[Saved entries]
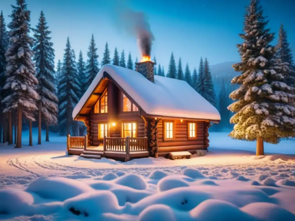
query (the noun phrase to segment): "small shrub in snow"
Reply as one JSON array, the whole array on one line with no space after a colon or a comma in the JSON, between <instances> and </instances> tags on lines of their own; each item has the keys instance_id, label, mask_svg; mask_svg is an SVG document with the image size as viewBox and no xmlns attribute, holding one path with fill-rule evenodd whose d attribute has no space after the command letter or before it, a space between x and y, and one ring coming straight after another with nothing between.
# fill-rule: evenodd
<instances>
[{"instance_id":1,"label":"small shrub in snow","mask_svg":"<svg viewBox=\"0 0 295 221\"><path fill-rule=\"evenodd\" d=\"M184 169L183 174L193 179L204 178L205 177L199 170L191 168L187 168Z\"/></svg>"},{"instance_id":2,"label":"small shrub in snow","mask_svg":"<svg viewBox=\"0 0 295 221\"><path fill-rule=\"evenodd\" d=\"M136 189L145 189L147 185L141 177L135 174L127 174L118 178L115 181L117 184L131 187Z\"/></svg>"},{"instance_id":3,"label":"small shrub in snow","mask_svg":"<svg viewBox=\"0 0 295 221\"><path fill-rule=\"evenodd\" d=\"M174 188L189 186L186 182L181 178L169 176L160 180L158 183L158 189L160 191L164 191Z\"/></svg>"},{"instance_id":4,"label":"small shrub in snow","mask_svg":"<svg viewBox=\"0 0 295 221\"><path fill-rule=\"evenodd\" d=\"M156 204L150 206L139 215L139 221L169 220L176 221L173 210L165 205Z\"/></svg>"}]
</instances>

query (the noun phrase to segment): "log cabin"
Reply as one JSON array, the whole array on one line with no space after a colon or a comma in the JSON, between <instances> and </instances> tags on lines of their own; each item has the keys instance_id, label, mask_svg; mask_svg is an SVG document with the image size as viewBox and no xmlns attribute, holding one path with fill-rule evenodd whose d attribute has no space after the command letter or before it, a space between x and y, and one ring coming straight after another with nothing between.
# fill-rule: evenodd
<instances>
[{"instance_id":1,"label":"log cabin","mask_svg":"<svg viewBox=\"0 0 295 221\"><path fill-rule=\"evenodd\" d=\"M153 62L136 64L102 67L73 109L87 132L68 135L69 154L127 161L207 149L217 110L185 81L155 75Z\"/></svg>"}]
</instances>

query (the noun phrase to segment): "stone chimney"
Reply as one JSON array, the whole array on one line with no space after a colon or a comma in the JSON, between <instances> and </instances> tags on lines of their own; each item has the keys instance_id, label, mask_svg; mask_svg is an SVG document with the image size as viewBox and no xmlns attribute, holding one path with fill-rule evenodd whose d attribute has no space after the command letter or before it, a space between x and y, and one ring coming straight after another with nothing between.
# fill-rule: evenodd
<instances>
[{"instance_id":1,"label":"stone chimney","mask_svg":"<svg viewBox=\"0 0 295 221\"><path fill-rule=\"evenodd\" d=\"M136 71L145 76L147 79L152 82L154 82L154 62L147 61L136 63Z\"/></svg>"}]
</instances>

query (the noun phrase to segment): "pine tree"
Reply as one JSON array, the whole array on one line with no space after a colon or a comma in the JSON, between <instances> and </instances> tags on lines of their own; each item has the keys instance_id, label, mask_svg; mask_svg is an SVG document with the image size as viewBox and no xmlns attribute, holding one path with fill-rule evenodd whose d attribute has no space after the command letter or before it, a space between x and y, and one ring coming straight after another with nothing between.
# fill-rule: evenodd
<instances>
[{"instance_id":1,"label":"pine tree","mask_svg":"<svg viewBox=\"0 0 295 221\"><path fill-rule=\"evenodd\" d=\"M206 93L206 89L205 87L205 76L204 74L204 63L203 58L201 57L200 61L200 66L199 67L199 77L198 79L197 84L196 87L197 91L204 97Z\"/></svg>"},{"instance_id":2,"label":"pine tree","mask_svg":"<svg viewBox=\"0 0 295 221\"><path fill-rule=\"evenodd\" d=\"M127 61L127 68L130 70L133 70L133 62L131 57L131 53L129 52L128 55L128 60Z\"/></svg>"},{"instance_id":3,"label":"pine tree","mask_svg":"<svg viewBox=\"0 0 295 221\"><path fill-rule=\"evenodd\" d=\"M85 62L83 60L83 55L82 51L80 51L79 54L79 59L78 60L78 63L77 64L78 71L78 79L79 82L80 83L80 94L79 98L81 98L85 92L86 91L87 88L86 85L87 83L85 81L86 79L86 73L85 68Z\"/></svg>"},{"instance_id":4,"label":"pine tree","mask_svg":"<svg viewBox=\"0 0 295 221\"><path fill-rule=\"evenodd\" d=\"M270 44L273 34L266 28L258 0L251 0L245 16L244 42L237 44L241 62L232 65L241 74L232 83L240 85L230 97L237 100L228 108L236 112L231 118L235 124L232 138L257 141L256 155L263 155L263 142L277 144L295 133L294 108L289 104L295 88L282 83L283 76L272 65L275 50Z\"/></svg>"},{"instance_id":5,"label":"pine tree","mask_svg":"<svg viewBox=\"0 0 295 221\"><path fill-rule=\"evenodd\" d=\"M117 48L115 48L115 52L114 53L114 59L113 59L113 64L117 66L119 66L119 53L117 50Z\"/></svg>"},{"instance_id":6,"label":"pine tree","mask_svg":"<svg viewBox=\"0 0 295 221\"><path fill-rule=\"evenodd\" d=\"M213 106L215 105L215 93L212 81L212 77L209 68L209 64L207 58L205 59L204 64L204 86L205 93L204 98Z\"/></svg>"},{"instance_id":7,"label":"pine tree","mask_svg":"<svg viewBox=\"0 0 295 221\"><path fill-rule=\"evenodd\" d=\"M176 78L176 64L175 63L175 61L174 60L173 52L171 53L167 77L170 77L171 78Z\"/></svg>"},{"instance_id":8,"label":"pine tree","mask_svg":"<svg viewBox=\"0 0 295 221\"><path fill-rule=\"evenodd\" d=\"M73 121L72 113L79 100L80 88L73 55L68 37L63 55L62 72L59 90L59 126L61 133L63 135L64 135L65 128L67 134L71 134ZM95 57L94 56L89 56L90 58Z\"/></svg>"},{"instance_id":9,"label":"pine tree","mask_svg":"<svg viewBox=\"0 0 295 221\"><path fill-rule=\"evenodd\" d=\"M111 63L111 55L110 55L110 51L109 50L109 45L108 42L106 43L106 46L104 48L104 57L101 61L101 66L105 65Z\"/></svg>"},{"instance_id":10,"label":"pine tree","mask_svg":"<svg viewBox=\"0 0 295 221\"><path fill-rule=\"evenodd\" d=\"M162 69L161 68L161 65L160 65L160 64L159 64L159 66L158 66L158 75L159 76L162 76Z\"/></svg>"},{"instance_id":11,"label":"pine tree","mask_svg":"<svg viewBox=\"0 0 295 221\"><path fill-rule=\"evenodd\" d=\"M126 62L125 61L125 53L123 50L121 53L121 57L119 62L120 66L122 67L126 67Z\"/></svg>"},{"instance_id":12,"label":"pine tree","mask_svg":"<svg viewBox=\"0 0 295 221\"><path fill-rule=\"evenodd\" d=\"M181 59L180 57L178 62L178 70L177 71L177 79L179 80L183 80L184 78L183 72L182 71L182 66Z\"/></svg>"},{"instance_id":13,"label":"pine tree","mask_svg":"<svg viewBox=\"0 0 295 221\"><path fill-rule=\"evenodd\" d=\"M9 93L5 95L2 102L5 106L4 112L17 110L16 147L20 148L22 114L30 121L35 120L34 115L37 109L36 102L39 96L35 91L38 81L35 76L36 70L31 59L33 39L29 35L30 11L27 9L24 0L17 0L16 6L12 6L12 21L8 25L10 29L10 44L5 54L7 78L3 88L5 90L8 89Z\"/></svg>"},{"instance_id":14,"label":"pine tree","mask_svg":"<svg viewBox=\"0 0 295 221\"><path fill-rule=\"evenodd\" d=\"M53 44L50 41L44 14L41 11L39 22L34 32L34 60L35 62L37 79L39 84L37 92L40 97L38 102L39 138L38 144L41 144L41 119L47 126L46 134L49 136L48 126L56 125L58 122L58 100L55 95L56 91L53 83L54 82L54 50ZM46 136L46 141L49 141Z\"/></svg>"},{"instance_id":15,"label":"pine tree","mask_svg":"<svg viewBox=\"0 0 295 221\"><path fill-rule=\"evenodd\" d=\"M94 36L92 34L90 44L88 48L88 51L87 52L87 56L88 59L86 63L86 82L87 83L87 87L92 82L99 70L98 67L99 64L97 60L99 56L96 52L97 49L95 47Z\"/></svg>"},{"instance_id":16,"label":"pine tree","mask_svg":"<svg viewBox=\"0 0 295 221\"><path fill-rule=\"evenodd\" d=\"M180 59L179 59L179 60L180 60ZM186 62L186 65L185 66L184 79L185 81L188 84L191 86L192 85L191 81L191 72L189 70L189 64L187 62Z\"/></svg>"}]
</instances>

TASK INSTRUCTIONS: Pull every line from the records that contains the string "chimney", and copy each of those lines in full.

ANSWER IN FULL:
query (the noun phrase to segment): "stone chimney"
[{"instance_id":1,"label":"stone chimney","mask_svg":"<svg viewBox=\"0 0 295 221\"><path fill-rule=\"evenodd\" d=\"M136 71L145 76L147 79L152 82L154 82L154 62L147 61L136 63Z\"/></svg>"}]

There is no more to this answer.